**ASSIGNED TASK:** Return, exactly and in full, the lines of the records below starting at the one with "Target: large rear tire" and ending at the one with "[locate] rust patch", and no other lines.

[Region pointing data]
<<<<
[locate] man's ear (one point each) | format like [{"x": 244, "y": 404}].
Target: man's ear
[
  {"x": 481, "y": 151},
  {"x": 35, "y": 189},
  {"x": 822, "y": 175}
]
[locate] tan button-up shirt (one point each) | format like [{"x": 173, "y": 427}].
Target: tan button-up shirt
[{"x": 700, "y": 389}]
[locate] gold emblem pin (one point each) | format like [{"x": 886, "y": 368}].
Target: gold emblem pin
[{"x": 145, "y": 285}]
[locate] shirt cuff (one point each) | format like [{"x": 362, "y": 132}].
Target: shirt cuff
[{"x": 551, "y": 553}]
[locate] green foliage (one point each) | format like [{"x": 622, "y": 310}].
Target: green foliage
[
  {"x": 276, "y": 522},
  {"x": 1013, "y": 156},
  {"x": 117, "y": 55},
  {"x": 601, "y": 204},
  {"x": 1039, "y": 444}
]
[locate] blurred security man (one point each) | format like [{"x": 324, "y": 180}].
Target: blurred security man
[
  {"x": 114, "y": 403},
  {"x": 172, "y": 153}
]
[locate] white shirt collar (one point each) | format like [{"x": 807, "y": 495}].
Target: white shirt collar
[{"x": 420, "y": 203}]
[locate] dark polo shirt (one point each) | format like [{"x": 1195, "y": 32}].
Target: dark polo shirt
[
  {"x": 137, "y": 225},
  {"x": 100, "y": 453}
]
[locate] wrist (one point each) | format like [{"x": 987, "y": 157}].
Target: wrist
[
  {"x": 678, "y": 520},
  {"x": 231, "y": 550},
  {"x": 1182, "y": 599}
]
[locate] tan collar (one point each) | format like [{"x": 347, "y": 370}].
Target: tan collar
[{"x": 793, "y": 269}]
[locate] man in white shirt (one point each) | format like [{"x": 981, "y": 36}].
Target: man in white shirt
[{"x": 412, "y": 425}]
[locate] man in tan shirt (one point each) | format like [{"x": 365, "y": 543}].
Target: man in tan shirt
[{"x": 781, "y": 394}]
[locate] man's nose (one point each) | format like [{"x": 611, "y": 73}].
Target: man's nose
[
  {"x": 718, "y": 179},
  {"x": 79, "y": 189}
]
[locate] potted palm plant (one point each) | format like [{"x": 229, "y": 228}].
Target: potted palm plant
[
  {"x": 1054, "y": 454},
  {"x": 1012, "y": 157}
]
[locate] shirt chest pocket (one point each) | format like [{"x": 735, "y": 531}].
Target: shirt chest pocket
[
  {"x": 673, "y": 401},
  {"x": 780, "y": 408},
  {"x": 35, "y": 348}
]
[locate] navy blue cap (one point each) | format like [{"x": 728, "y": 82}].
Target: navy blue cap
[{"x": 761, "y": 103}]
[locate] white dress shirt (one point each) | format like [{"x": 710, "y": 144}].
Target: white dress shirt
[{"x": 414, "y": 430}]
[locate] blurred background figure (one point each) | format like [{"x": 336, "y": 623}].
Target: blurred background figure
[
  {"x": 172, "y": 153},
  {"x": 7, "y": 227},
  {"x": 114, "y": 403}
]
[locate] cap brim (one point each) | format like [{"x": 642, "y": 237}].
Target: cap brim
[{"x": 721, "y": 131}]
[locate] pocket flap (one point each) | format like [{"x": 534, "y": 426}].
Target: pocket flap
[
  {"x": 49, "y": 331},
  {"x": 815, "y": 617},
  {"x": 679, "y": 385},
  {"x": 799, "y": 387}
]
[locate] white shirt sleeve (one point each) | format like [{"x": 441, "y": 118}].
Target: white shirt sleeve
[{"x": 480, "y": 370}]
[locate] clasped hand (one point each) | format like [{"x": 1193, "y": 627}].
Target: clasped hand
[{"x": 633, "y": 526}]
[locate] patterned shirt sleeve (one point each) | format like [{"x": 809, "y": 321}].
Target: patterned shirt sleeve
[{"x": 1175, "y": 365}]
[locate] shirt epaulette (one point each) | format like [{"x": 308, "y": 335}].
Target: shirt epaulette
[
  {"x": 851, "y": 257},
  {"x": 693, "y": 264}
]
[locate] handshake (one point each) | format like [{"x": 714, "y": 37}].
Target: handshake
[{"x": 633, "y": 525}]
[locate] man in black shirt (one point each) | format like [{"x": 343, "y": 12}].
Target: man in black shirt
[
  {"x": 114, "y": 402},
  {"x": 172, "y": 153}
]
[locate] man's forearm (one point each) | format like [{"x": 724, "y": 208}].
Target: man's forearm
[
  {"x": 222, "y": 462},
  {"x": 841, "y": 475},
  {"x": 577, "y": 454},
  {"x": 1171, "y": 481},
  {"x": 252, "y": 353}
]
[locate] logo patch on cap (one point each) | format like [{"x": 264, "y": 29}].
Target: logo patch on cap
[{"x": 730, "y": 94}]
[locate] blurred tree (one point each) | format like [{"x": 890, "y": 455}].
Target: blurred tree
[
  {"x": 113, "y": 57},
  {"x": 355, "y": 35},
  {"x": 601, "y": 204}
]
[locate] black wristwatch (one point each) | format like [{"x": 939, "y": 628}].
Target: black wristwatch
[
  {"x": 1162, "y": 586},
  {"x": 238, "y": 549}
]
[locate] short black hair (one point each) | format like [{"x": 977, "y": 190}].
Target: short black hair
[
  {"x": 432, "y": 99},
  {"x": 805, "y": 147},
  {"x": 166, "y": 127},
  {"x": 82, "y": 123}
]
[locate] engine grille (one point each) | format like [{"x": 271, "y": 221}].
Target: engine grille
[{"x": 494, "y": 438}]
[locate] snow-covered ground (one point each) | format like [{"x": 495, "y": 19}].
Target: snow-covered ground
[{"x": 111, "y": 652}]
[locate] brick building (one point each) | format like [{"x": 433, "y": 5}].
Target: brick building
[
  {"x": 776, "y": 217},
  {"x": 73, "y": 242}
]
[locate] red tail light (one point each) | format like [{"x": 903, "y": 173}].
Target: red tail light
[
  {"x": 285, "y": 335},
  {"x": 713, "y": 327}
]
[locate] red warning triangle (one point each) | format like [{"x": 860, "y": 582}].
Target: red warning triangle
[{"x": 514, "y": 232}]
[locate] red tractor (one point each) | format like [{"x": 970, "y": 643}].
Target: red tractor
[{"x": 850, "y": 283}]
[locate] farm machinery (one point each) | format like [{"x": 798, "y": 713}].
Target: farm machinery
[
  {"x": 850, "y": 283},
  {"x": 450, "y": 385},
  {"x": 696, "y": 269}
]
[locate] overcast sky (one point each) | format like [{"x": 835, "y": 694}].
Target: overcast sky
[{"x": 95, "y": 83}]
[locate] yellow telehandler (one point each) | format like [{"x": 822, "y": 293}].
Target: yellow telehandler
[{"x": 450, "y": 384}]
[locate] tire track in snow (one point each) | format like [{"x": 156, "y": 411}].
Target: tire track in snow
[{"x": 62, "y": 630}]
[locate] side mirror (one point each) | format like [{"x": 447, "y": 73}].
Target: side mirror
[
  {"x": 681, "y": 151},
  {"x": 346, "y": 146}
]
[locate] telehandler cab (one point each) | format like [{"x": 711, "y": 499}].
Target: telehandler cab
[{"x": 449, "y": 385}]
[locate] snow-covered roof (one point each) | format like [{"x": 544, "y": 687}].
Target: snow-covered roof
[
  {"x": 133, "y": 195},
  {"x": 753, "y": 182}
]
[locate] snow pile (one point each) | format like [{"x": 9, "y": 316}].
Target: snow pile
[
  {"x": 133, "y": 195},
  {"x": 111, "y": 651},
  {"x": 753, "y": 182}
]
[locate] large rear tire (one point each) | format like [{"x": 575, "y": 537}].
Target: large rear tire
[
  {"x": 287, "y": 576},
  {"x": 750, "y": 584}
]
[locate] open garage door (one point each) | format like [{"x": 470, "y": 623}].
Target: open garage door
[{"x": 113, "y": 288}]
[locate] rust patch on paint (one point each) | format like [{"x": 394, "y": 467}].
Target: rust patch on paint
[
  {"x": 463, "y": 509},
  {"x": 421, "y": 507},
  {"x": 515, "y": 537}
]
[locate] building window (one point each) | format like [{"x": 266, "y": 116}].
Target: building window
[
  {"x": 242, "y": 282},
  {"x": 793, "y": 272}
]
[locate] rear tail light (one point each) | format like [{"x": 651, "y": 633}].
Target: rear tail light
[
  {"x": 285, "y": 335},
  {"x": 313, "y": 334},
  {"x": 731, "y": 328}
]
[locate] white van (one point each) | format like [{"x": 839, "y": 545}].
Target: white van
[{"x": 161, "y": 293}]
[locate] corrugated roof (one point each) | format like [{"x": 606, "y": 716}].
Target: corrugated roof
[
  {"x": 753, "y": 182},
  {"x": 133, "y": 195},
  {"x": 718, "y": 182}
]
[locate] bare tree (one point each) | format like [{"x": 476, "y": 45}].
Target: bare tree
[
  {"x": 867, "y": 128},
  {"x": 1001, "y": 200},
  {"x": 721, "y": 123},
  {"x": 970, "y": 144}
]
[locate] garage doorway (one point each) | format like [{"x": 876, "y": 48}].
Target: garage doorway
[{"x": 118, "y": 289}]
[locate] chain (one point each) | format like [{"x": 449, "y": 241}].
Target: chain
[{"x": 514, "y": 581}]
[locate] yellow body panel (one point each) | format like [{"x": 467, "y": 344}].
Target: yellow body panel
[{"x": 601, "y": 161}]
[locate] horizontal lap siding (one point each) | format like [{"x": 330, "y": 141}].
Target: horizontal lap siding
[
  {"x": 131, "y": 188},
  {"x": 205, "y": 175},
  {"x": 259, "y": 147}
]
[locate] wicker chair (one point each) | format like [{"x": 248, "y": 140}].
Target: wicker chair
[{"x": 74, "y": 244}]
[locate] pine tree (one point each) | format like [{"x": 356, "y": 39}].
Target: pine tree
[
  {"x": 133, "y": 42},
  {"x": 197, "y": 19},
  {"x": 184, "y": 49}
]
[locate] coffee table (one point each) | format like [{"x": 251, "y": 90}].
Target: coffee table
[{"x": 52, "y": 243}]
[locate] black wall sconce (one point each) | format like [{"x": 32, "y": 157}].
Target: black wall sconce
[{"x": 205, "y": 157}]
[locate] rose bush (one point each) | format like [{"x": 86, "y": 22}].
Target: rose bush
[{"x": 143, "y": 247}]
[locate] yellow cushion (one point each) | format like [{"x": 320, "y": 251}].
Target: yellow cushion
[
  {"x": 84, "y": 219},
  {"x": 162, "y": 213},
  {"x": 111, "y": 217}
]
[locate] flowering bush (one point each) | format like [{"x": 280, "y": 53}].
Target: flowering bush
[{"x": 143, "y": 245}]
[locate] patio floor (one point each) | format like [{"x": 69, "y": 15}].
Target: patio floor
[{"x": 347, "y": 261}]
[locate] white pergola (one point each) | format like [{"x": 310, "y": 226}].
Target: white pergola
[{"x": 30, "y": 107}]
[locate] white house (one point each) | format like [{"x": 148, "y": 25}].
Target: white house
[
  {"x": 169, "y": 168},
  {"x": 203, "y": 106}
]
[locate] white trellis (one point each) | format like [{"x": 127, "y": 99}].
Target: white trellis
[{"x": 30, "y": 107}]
>>>>
**YOUR SOLUTION:**
Target: large rear tire
[
  {"x": 287, "y": 576},
  {"x": 750, "y": 584}
]
[locate] open garage door (one point each) | format like [{"x": 470, "y": 623}].
Target: open garage door
[{"x": 113, "y": 288}]
[locate] rust patch on paint (one point each) | format like [{"x": 394, "y": 467}].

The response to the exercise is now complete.